* [PROBLEM STATEMENT]
All lines from the one with "Target: purple flower" to the end of the entries below must be written out exactly. Leave out any other line.

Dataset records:
>>>>>

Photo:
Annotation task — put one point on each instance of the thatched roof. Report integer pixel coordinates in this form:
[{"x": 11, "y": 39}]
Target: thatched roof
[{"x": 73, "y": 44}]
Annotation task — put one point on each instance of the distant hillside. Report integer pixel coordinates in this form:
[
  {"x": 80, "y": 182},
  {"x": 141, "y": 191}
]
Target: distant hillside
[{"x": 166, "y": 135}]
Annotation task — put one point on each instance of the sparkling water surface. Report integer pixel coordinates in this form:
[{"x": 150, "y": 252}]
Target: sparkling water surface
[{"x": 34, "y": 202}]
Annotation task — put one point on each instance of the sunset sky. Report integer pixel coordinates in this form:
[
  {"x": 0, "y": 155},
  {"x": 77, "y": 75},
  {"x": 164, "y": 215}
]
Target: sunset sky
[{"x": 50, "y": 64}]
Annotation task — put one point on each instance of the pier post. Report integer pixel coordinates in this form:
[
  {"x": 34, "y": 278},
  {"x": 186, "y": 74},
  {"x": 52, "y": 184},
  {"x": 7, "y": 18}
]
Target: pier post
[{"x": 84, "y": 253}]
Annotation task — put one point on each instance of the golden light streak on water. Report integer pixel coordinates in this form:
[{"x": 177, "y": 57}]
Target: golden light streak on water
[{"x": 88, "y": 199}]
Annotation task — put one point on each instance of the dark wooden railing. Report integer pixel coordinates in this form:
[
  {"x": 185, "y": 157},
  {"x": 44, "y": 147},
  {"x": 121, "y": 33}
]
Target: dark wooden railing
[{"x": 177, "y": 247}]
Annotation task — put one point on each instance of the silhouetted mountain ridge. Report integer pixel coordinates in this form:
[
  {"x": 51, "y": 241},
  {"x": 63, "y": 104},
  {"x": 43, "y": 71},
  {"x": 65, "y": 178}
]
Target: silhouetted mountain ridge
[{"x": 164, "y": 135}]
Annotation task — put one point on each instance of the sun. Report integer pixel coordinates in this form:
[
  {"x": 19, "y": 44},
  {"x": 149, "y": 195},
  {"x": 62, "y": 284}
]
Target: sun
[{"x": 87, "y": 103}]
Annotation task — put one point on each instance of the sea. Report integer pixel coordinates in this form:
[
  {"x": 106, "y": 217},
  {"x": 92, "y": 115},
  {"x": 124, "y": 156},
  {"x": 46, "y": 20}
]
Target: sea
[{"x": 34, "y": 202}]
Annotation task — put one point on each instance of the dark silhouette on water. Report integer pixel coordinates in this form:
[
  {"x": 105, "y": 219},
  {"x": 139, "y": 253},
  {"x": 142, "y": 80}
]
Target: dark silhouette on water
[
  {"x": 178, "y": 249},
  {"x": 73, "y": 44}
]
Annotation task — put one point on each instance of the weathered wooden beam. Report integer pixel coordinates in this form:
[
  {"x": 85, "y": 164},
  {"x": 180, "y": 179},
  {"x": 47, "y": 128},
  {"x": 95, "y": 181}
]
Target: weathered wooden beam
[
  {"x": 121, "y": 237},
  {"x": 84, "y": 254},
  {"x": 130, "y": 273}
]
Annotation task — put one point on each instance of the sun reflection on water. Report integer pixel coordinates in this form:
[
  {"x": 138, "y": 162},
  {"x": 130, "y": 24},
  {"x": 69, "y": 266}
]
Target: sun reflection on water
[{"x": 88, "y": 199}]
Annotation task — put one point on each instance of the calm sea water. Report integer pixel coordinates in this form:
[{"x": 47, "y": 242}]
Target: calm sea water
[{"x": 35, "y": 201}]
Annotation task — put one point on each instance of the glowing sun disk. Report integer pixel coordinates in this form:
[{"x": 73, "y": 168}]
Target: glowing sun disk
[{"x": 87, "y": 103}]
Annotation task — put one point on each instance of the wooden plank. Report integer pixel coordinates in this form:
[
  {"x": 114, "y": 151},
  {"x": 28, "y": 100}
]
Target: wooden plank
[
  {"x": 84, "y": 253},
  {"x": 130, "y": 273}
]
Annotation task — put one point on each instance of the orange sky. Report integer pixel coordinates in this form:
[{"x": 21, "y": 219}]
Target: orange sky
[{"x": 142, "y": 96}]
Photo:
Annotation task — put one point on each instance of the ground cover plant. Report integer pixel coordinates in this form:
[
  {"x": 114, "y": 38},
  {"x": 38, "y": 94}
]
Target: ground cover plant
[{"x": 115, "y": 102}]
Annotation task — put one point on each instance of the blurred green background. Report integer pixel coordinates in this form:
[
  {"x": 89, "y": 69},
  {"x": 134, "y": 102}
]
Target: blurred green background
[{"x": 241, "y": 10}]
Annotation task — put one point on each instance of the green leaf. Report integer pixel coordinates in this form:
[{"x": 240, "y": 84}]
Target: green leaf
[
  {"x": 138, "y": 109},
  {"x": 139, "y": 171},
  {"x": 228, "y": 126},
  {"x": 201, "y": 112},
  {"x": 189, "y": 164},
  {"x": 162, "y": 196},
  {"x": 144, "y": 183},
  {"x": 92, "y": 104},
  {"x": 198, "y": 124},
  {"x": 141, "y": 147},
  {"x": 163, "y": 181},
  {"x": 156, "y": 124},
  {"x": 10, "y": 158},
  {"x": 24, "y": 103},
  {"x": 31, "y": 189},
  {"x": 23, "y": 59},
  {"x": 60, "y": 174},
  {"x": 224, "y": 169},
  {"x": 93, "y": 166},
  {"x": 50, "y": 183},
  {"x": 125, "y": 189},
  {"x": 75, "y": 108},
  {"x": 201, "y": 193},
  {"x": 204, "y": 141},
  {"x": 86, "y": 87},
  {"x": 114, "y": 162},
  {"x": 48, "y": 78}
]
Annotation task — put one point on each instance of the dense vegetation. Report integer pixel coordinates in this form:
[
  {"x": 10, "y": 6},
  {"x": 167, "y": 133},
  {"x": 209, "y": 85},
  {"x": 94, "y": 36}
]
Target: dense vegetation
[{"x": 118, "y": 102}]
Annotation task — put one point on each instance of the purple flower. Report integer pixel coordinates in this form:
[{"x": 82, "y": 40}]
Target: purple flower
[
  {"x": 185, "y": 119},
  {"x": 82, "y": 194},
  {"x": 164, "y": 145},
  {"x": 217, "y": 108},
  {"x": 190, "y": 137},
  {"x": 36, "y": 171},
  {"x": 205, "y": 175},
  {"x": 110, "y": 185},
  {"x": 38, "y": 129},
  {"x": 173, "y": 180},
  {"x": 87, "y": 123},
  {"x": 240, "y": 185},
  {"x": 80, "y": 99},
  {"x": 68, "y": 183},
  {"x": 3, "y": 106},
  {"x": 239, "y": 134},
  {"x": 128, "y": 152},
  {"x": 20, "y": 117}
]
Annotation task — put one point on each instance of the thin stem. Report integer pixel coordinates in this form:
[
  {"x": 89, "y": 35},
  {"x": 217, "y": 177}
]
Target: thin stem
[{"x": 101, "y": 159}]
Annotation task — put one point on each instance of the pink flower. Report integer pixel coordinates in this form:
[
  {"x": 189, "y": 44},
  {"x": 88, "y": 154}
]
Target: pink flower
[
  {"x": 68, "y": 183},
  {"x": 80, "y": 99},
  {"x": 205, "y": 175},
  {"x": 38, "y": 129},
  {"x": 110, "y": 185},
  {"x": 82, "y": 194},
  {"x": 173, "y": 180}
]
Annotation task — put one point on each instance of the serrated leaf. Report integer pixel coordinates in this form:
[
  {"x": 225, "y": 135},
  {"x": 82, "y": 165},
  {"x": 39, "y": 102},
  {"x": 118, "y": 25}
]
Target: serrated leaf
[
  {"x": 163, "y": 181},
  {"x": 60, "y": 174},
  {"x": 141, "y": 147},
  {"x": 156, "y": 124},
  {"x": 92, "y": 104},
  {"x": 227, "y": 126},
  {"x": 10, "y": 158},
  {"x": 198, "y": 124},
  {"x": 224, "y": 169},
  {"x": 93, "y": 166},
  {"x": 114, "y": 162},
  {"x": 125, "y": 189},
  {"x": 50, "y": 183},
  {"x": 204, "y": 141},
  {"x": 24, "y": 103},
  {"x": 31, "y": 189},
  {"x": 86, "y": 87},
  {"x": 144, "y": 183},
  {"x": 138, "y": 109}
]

<<<<<

* [REPLY]
Target: purple flower
[
  {"x": 185, "y": 119},
  {"x": 82, "y": 194},
  {"x": 164, "y": 145},
  {"x": 217, "y": 108},
  {"x": 190, "y": 137},
  {"x": 36, "y": 171},
  {"x": 205, "y": 175},
  {"x": 110, "y": 185},
  {"x": 38, "y": 129},
  {"x": 173, "y": 180},
  {"x": 87, "y": 123},
  {"x": 240, "y": 185},
  {"x": 80, "y": 99},
  {"x": 68, "y": 183},
  {"x": 3, "y": 106},
  {"x": 239, "y": 134},
  {"x": 128, "y": 152},
  {"x": 20, "y": 117}
]
Annotation task — put one point on each instance of the thin stem. Report integer pixel coordinates in this form:
[
  {"x": 89, "y": 35},
  {"x": 217, "y": 177}
]
Target: thin stem
[{"x": 101, "y": 159}]
Annotation task — put one point on each instance of the pink flower. Report integer pixel coordinates in this form:
[
  {"x": 189, "y": 44},
  {"x": 88, "y": 154}
]
Target: pink flower
[
  {"x": 68, "y": 183},
  {"x": 80, "y": 99},
  {"x": 205, "y": 175},
  {"x": 38, "y": 129},
  {"x": 110, "y": 185},
  {"x": 82, "y": 194},
  {"x": 173, "y": 180}
]
Annotation task — put one point on each instance of the serrated leaf. Report integer pixel coordinates in this form:
[
  {"x": 225, "y": 135},
  {"x": 82, "y": 165},
  {"x": 39, "y": 102},
  {"x": 118, "y": 25}
]
Target: serrated leaf
[
  {"x": 163, "y": 181},
  {"x": 60, "y": 174},
  {"x": 141, "y": 147},
  {"x": 156, "y": 124},
  {"x": 92, "y": 104},
  {"x": 227, "y": 126},
  {"x": 10, "y": 158},
  {"x": 198, "y": 124},
  {"x": 224, "y": 169},
  {"x": 93, "y": 166},
  {"x": 114, "y": 162},
  {"x": 125, "y": 189},
  {"x": 50, "y": 183},
  {"x": 204, "y": 141},
  {"x": 24, "y": 103},
  {"x": 31, "y": 189},
  {"x": 86, "y": 87},
  {"x": 144, "y": 183},
  {"x": 138, "y": 109}
]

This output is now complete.